Task requirements ▸ Can you rewrite the records from the line holding "find fresh dill sprig" through the end of the records, both included, changing "dill" to "fennel" and leaving everything else as it is?

Data shown ▸

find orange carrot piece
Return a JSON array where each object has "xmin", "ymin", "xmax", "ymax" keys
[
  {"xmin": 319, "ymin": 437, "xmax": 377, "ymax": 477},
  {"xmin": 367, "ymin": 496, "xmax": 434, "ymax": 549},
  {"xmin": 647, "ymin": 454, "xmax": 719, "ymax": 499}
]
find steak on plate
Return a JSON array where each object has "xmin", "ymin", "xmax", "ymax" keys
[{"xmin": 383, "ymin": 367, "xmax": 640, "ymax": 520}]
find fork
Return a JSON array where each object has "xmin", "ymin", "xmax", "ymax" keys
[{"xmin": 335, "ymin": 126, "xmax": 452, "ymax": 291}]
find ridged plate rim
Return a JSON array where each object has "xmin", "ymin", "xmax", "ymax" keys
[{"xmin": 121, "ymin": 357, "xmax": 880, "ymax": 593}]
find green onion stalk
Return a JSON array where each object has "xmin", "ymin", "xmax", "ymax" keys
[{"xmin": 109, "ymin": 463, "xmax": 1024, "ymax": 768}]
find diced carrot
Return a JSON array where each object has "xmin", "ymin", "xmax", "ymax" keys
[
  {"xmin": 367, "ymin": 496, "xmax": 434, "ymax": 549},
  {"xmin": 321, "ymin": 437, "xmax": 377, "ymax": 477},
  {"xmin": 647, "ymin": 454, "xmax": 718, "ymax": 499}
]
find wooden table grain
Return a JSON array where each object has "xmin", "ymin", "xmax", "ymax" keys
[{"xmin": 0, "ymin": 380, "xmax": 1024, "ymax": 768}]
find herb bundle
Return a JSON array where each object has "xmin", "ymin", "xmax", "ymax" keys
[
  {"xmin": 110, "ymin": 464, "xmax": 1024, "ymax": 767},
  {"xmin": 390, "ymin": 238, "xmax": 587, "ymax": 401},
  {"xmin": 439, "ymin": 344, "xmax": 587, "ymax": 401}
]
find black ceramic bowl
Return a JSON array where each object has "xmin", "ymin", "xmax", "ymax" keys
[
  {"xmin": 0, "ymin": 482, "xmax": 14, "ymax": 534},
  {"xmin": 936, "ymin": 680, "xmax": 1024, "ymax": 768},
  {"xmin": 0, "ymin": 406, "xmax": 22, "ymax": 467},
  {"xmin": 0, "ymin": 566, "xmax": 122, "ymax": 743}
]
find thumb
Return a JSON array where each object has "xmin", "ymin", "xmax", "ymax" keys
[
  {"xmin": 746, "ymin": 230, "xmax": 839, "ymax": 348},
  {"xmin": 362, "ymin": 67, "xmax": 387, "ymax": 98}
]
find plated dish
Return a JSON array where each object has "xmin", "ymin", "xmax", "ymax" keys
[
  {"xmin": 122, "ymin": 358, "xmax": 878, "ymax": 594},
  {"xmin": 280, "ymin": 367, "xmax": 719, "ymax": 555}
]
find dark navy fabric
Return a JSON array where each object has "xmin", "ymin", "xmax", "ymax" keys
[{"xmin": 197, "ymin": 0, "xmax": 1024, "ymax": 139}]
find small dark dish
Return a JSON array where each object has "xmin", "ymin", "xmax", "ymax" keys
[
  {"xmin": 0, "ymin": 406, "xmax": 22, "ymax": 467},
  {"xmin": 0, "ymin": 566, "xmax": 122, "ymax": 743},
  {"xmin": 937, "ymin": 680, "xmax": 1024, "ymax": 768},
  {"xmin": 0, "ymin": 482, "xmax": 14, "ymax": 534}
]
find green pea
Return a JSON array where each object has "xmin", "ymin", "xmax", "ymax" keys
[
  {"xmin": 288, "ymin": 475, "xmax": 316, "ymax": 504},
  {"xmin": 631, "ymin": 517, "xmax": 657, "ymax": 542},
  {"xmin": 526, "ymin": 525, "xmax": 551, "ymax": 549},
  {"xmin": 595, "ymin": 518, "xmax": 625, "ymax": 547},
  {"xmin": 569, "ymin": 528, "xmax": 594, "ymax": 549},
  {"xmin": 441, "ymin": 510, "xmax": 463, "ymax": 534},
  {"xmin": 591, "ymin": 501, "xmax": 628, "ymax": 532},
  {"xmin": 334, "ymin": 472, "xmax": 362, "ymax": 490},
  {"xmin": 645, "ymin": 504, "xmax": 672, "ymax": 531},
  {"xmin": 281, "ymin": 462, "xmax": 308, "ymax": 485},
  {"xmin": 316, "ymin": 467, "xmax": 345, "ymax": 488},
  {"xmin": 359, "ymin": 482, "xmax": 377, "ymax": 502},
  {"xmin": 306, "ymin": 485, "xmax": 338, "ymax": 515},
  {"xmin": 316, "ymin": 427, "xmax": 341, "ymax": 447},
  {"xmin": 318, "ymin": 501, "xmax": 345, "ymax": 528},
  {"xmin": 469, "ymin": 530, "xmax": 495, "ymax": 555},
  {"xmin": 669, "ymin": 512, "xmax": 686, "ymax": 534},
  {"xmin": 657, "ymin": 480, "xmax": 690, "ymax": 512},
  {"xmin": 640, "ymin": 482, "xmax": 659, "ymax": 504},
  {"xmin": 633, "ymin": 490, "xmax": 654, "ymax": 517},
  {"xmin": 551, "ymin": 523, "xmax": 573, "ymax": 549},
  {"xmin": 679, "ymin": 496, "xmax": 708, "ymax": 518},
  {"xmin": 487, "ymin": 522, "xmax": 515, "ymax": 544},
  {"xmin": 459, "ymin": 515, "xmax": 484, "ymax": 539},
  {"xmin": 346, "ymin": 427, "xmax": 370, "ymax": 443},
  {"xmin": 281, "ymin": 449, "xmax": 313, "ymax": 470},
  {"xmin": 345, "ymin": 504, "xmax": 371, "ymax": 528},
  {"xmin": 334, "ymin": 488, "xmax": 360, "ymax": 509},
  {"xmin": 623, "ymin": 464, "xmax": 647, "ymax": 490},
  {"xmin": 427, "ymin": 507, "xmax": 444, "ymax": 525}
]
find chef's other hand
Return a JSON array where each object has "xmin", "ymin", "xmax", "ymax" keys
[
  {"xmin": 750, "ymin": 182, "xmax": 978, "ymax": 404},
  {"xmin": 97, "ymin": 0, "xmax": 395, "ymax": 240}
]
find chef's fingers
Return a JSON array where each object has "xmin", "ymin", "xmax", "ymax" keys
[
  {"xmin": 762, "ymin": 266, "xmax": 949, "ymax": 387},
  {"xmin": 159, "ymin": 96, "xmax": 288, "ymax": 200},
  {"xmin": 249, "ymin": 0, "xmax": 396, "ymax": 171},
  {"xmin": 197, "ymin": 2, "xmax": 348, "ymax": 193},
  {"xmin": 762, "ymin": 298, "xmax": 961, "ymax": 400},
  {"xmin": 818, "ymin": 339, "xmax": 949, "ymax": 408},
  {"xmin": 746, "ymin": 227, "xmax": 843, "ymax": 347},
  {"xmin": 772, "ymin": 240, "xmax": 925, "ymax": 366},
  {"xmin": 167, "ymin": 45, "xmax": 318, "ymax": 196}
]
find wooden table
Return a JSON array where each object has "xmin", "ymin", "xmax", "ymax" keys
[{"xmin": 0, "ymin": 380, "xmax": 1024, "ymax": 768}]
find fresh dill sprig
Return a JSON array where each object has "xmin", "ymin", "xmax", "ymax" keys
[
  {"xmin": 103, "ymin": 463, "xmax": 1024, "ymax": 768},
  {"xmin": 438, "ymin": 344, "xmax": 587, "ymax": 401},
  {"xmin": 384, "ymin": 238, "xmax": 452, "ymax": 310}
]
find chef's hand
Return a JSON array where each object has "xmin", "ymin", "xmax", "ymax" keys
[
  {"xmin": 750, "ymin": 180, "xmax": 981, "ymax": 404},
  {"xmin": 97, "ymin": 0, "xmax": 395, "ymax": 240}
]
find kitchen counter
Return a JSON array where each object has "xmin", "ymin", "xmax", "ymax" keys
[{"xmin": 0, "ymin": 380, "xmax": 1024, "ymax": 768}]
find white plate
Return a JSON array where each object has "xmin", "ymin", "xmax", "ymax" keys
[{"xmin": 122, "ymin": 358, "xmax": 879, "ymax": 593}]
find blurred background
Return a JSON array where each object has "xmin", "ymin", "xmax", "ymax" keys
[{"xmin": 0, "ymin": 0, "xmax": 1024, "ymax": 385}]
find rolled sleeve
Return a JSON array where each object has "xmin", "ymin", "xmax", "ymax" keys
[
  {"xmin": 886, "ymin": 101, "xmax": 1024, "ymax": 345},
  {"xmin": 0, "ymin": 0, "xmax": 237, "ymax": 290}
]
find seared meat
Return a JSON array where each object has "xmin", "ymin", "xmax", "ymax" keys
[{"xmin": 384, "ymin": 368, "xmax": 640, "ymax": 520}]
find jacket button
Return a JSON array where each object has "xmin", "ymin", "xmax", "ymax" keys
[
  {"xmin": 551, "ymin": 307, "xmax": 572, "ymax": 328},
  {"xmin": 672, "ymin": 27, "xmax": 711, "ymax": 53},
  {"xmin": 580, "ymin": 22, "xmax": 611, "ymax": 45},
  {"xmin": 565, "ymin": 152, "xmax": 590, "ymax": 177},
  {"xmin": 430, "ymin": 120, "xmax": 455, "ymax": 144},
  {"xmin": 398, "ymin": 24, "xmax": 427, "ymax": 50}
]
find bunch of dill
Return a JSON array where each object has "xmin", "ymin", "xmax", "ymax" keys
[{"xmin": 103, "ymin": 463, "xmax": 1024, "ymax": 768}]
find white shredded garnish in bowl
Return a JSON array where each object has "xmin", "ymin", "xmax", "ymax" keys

Answer ▸
find fresh fennel sprig
Return a JSON array where each object has "xmin", "ymin", "xmax", "ymax" keys
[
  {"xmin": 103, "ymin": 463, "xmax": 1024, "ymax": 768},
  {"xmin": 438, "ymin": 344, "xmax": 587, "ymax": 401},
  {"xmin": 384, "ymin": 238, "xmax": 452, "ymax": 310}
]
find chef's hand
Return a JSON array where each object has "xmin", "ymin", "xmax", "ymax" keys
[
  {"xmin": 750, "ymin": 180, "xmax": 981, "ymax": 404},
  {"xmin": 97, "ymin": 0, "xmax": 395, "ymax": 240}
]
find kitchen counter
Return a JSON array where each object has "xmin", "ymin", "xmax", "ymax" keys
[{"xmin": 0, "ymin": 380, "xmax": 1024, "ymax": 768}]
find white plate
Return a JSON array where each object has "xmin", "ymin", "xmax", "ymax" keys
[{"xmin": 122, "ymin": 358, "xmax": 879, "ymax": 593}]
find blurred background
Return a JSON array where each object has "xmin", "ymin", "xmax", "ymax" keys
[{"xmin": 0, "ymin": 0, "xmax": 1024, "ymax": 385}]
find rolled sleeve
Return a JSON array where each object has "xmin", "ymin", "xmax", "ymax" keys
[
  {"xmin": 886, "ymin": 101, "xmax": 1024, "ymax": 345},
  {"xmin": 0, "ymin": 0, "xmax": 237, "ymax": 290}
]
find seared meat
Return a JSON array where each object has "xmin", "ymin", "xmax", "ymax" keys
[{"xmin": 384, "ymin": 368, "xmax": 640, "ymax": 520}]
find jacket button
Return a JSON array where each object has "xmin", "ymin", "xmax", "ymax" keys
[
  {"xmin": 551, "ymin": 307, "xmax": 572, "ymax": 328},
  {"xmin": 672, "ymin": 27, "xmax": 711, "ymax": 53},
  {"xmin": 580, "ymin": 22, "xmax": 611, "ymax": 45},
  {"xmin": 565, "ymin": 152, "xmax": 590, "ymax": 177},
  {"xmin": 430, "ymin": 120, "xmax": 455, "ymax": 144},
  {"xmin": 398, "ymin": 24, "xmax": 427, "ymax": 50}
]
find bunch of fennel
Return a JSON array where each object has "xmin", "ymin", "xmax", "ymax" keys
[{"xmin": 103, "ymin": 463, "xmax": 1024, "ymax": 768}]
find white shredded garnish in bowl
Return a JSON array where each object has "xmin", "ymin", "xmax", "ymax" keys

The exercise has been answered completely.